● Things to do:
a. Answer these questions about the lunch box passage:
(i) How much oil goes into the basic muffin ingredients?
(ii) What two foods does the passage say muffins can jazz up?
(iii) How much grains or flour alternative should be added to the mixed basic ingredients?
b. From the lunch box passage, write out the text between "Basic Ingredients" and "can add excitement.", inclusive, with no changes.

● Given passage:
.....

Healthy Lunch Box Hacks for Back to School

Did you give up packing lunches for the summer? As you get ready to fit tasks back into your routine, it’s a temptation to go for the easiest and most convenient option. That might be a matter of tossing non-nutritious “Lunchables” and pre-packed cookies and juice boxes into your grocery cart and having the kids play mix-and-match in the morning.

That can be an occasional fun event, but it’s not a great option for everyday. Here are a couple of formulas that let you get better results with just a little prep time.

The Muffin Formula

Use what you have on hand to put together exciting muffins. Muffins are a comfort-food star to jazz up a Thermos of soup or cut up veggies with peanut butter.

Basic Ingredients

  1. 1 egg
  2. 1/3 c. oil
  3. 1/3 c. sugar or honey
  4. 1 c. self-rising flour

Mix these items together in a mixing bowl. Now comes the fun:

  1. Stir in cinnamon, cloves, cardamom, vanilla, or any favorite spice or flavoring. This is optional, but can add excitement.
  2. Add one more cup of grains or flour alternative. Oatmeal, almond flour, coconut flour, whole wheat flour, cornmeal, granola, cooked faro — mix and match as long as it totals one cup. We suggest going with at least half flour and topping it up with almond flour and sunflower seeds, not the other way around. Here’s where you can add fiber, protein, and favorite flavors.

.....

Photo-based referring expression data
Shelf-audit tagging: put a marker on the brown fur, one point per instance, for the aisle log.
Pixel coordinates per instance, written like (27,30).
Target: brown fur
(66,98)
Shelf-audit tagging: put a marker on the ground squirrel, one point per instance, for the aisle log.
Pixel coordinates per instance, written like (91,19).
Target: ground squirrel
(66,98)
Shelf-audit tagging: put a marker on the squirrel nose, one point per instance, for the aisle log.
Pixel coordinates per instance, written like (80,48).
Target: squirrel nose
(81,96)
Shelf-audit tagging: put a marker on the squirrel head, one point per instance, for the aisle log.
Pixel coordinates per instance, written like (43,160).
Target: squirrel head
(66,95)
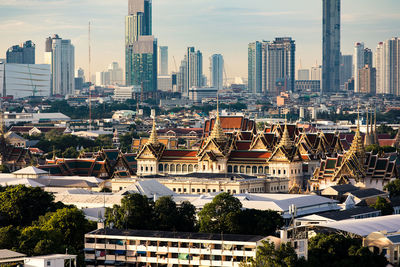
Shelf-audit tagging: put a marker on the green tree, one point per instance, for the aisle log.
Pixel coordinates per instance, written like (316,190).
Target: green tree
(70,153)
(9,237)
(220,215)
(339,250)
(187,217)
(383,205)
(268,256)
(393,188)
(135,212)
(21,205)
(166,214)
(259,222)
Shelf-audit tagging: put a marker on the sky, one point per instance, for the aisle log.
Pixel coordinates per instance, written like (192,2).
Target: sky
(212,26)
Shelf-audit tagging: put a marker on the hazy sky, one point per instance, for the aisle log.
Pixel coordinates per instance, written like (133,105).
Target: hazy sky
(213,26)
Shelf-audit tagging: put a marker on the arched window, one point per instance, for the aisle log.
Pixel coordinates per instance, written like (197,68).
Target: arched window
(248,169)
(242,169)
(235,169)
(229,169)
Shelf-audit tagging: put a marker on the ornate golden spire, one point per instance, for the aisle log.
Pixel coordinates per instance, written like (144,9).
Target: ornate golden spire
(285,141)
(153,139)
(217,131)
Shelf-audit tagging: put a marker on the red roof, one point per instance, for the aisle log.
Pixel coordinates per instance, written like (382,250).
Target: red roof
(386,142)
(180,153)
(251,154)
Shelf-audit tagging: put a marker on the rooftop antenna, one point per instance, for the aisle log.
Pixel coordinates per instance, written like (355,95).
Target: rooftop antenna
(90,84)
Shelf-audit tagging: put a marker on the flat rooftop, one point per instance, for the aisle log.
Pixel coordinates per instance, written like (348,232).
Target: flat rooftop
(177,235)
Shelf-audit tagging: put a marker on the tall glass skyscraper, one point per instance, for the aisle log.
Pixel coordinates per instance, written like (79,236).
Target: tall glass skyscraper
(255,67)
(271,66)
(140,46)
(21,54)
(217,71)
(331,46)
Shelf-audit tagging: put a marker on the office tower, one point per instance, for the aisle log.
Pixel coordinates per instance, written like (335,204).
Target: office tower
(60,54)
(24,80)
(303,74)
(140,46)
(331,46)
(80,73)
(142,63)
(388,67)
(21,54)
(367,57)
(163,61)
(217,71)
(278,65)
(116,73)
(346,69)
(255,67)
(367,80)
(358,63)
(193,71)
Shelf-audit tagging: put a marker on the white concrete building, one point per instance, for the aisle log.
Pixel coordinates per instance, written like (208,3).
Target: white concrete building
(23,80)
(60,54)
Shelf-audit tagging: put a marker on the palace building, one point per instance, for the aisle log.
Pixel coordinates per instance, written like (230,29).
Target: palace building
(356,167)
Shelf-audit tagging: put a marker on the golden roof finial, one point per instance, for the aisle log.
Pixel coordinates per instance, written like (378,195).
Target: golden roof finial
(285,141)
(153,139)
(217,131)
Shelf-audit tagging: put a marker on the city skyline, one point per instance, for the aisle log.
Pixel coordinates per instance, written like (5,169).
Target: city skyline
(302,22)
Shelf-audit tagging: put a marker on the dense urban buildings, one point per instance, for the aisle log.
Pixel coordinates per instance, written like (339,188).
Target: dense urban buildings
(21,54)
(217,71)
(60,55)
(163,61)
(331,46)
(140,46)
(25,80)
(387,62)
(272,66)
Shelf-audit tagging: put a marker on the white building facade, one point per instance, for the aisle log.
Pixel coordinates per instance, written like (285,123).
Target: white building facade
(23,80)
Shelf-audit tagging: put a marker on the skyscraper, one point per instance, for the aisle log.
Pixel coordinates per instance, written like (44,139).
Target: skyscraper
(346,69)
(271,66)
(140,46)
(388,67)
(255,67)
(60,54)
(331,46)
(193,71)
(163,61)
(21,54)
(217,71)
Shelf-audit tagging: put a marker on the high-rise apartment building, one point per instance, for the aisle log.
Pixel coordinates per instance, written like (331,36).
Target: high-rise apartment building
(255,67)
(387,62)
(60,54)
(21,54)
(163,61)
(367,80)
(193,71)
(303,74)
(217,71)
(272,66)
(346,69)
(140,46)
(331,46)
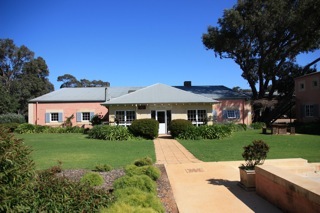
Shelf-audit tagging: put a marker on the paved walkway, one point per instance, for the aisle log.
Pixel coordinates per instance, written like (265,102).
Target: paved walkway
(205,187)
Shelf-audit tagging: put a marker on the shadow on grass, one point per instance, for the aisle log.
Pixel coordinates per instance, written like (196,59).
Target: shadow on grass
(248,198)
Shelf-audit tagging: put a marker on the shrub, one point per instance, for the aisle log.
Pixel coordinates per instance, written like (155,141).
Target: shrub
(59,194)
(25,128)
(11,127)
(190,133)
(12,118)
(146,128)
(96,120)
(151,171)
(308,128)
(120,207)
(103,168)
(257,125)
(179,126)
(141,182)
(16,174)
(143,161)
(137,198)
(255,154)
(217,131)
(112,133)
(92,178)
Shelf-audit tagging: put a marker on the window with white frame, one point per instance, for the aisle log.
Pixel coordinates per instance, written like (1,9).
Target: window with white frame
(86,116)
(54,117)
(197,117)
(231,114)
(125,118)
(309,110)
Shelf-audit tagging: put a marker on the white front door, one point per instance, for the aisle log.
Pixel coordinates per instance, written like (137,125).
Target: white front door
(161,118)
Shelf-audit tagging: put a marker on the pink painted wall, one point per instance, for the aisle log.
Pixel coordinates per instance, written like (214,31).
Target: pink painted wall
(37,112)
(243,106)
(307,91)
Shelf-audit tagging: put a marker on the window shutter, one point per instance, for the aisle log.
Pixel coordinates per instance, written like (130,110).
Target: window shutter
(91,115)
(316,110)
(153,114)
(47,117)
(224,114)
(78,116)
(237,112)
(60,117)
(302,111)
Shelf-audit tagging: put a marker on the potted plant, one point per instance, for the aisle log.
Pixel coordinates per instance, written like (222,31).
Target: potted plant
(253,154)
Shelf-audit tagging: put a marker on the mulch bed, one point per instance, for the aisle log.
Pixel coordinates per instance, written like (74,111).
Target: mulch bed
(163,185)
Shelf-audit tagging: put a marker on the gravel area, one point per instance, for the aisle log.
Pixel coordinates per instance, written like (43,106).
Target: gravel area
(163,185)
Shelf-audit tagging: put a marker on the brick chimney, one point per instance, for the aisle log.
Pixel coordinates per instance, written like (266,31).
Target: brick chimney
(187,83)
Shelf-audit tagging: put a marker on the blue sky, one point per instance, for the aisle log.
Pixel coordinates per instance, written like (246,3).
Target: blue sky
(125,42)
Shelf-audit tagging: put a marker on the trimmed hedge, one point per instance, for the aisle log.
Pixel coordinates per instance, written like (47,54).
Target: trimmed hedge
(12,118)
(146,128)
(142,182)
(151,171)
(107,132)
(179,126)
(17,172)
(30,128)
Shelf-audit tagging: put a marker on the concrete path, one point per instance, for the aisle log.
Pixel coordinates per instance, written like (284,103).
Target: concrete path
(205,187)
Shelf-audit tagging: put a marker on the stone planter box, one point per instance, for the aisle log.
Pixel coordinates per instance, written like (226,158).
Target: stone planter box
(247,179)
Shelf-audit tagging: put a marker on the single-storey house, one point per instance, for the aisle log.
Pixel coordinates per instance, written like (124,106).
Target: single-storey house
(307,92)
(121,105)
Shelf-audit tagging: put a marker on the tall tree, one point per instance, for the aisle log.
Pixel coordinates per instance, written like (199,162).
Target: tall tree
(22,77)
(264,38)
(71,81)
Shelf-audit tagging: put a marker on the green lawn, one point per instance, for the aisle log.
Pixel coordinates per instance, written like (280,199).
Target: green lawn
(231,148)
(76,151)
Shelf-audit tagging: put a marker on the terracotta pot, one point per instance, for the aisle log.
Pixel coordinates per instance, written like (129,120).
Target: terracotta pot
(248,178)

.....

● Task answers:
a.
(i) 1/3 cup.
(ii) A Thermos of soup, or cut-up veggies with peanut butter.
(iii) One more cup.

b.
Basic Ingredients

  1. 1 egg
  2. 1/3 c. oil
  3. 1/3 c. sugar or honey
  4. 1 c. self-rising flour

Mix these items together in a mixing bowl. Now comes the fun:

  1. Stir in cinnamon, cloves, cardamom, vanilla, or any favorite spice or flavoring. This is optional, but can add excitement.